• PAGE EXCERPT:
┌──

Hi, and welcome to Tropical Fish Keeping forum.

Dawn has dealt with your immediate issue; we all learn, sometimes the hard way.

Byron.


----------



## akhall14

*Trying again*

We tested our water 3 times this week and everything has been good each time. We got two new mollies today (one creamsicle, one silver, both females) and we are trying again. Please say a prayer for our new fish. We went back to the petstore where we got the 2 that are thriving from so maybe there is something about the water there that resembles ours at home. No one has been able to find a reason that the others died last weekend. I will keep you posted. Thank you for all of your help.


----------



## akhall14

*Looking good!*

Everyone is still alive this morning and looking good, fins are all up and swimming around. I am suspicious that the creamsicle female may be pregnant, she is really fat around the middle.


----------



## bettababy

It sounds like things are working out for you, however... if you have a pregnant female molly (which is likely if she came from a tank of males/females mixed) then be sure to allow for the fry as part of your tank's total population. A molly can have 50+ fry every 30 days, and this can continue for 3 - 4 months even without a male present. If you wish to keep the fry then I would strongly urge you to look into another or a bigger tank. If you don't wish to keep the fry, thinning out decor when you see them and slowing feedings to that tank to every other day will help the other fish to eat the fry and keep your population in check.


----------



## akhall14

She is no longer fat, and we only saw one fry. She must have had them overnight. They all ate the next day, I am amazed at how much the mollys eat. Is that normal? We bought a baby net, so next time we will try to catch a few. I changed the filter over the weekend (it was very full and yellow) so I am guessing there may have been a lot of fry in there. I did a very small water change (maybe 10%) today just to vacuum the gravel. Thanks so much for your help. My kids are happy and really enjoying the fish. They put on a very good show every evening when we feed them, we have one female that is very dominant and bosses the other 3 fish around.


----------

└──

Please print the part of the molly forum thread starting at "We tested our" and ending at "around the middle.", word for word.

• DATASET EXTRACT:

┌──

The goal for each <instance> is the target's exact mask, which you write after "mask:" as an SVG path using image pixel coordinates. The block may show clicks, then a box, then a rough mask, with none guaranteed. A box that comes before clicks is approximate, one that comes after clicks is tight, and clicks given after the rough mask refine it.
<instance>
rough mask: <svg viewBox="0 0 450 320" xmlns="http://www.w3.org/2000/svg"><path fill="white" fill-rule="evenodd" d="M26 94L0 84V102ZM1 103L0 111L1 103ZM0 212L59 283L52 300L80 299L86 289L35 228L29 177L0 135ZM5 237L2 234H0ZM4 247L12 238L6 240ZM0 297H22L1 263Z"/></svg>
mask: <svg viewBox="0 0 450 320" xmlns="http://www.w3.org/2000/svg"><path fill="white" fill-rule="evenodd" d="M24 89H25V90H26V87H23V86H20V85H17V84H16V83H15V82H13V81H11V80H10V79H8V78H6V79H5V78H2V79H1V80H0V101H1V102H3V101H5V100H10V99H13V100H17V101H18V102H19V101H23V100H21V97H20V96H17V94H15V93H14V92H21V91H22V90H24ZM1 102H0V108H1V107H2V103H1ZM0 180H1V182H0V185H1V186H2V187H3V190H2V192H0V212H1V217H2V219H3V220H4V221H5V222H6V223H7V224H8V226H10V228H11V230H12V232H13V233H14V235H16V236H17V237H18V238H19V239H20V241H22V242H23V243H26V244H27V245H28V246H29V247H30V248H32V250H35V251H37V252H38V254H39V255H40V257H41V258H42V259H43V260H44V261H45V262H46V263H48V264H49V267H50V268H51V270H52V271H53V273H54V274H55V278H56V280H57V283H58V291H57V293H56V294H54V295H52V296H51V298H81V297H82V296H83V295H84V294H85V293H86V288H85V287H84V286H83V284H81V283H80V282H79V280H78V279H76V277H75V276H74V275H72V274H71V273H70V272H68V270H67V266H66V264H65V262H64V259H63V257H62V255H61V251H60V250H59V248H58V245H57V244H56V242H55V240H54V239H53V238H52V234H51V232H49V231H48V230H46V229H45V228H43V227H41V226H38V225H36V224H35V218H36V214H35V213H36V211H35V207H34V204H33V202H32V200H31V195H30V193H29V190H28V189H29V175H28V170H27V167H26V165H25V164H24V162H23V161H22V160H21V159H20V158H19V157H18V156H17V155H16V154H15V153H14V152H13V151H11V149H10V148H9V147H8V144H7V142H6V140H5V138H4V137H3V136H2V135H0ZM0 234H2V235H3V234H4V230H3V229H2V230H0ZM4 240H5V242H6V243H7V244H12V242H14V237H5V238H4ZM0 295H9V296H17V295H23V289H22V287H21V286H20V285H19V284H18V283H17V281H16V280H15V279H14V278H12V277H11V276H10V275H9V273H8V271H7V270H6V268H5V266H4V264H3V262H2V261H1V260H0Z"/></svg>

└──

• WRITTEN RESPONSE:
We tested our water 3 times this week and everything has been good each time. We got two new mollies today (one creamsicle, one silver, both females) and we are trying again. Please say a prayer for our new fish. We went back to the petstore where we got the 2 that are thriving from so maybe there is something about the water there that resembles ours at home. No one has been able to find a reason that the others died last weekend. I will keep you posted. Thank you for all of your help.


----------



## akhall14

*Looking good!*

Everyone is still alive this morning and looking good, fins are all up and swimming around. I am suspicious that the creamsicle female may be pregnant, she is really fat around the middle.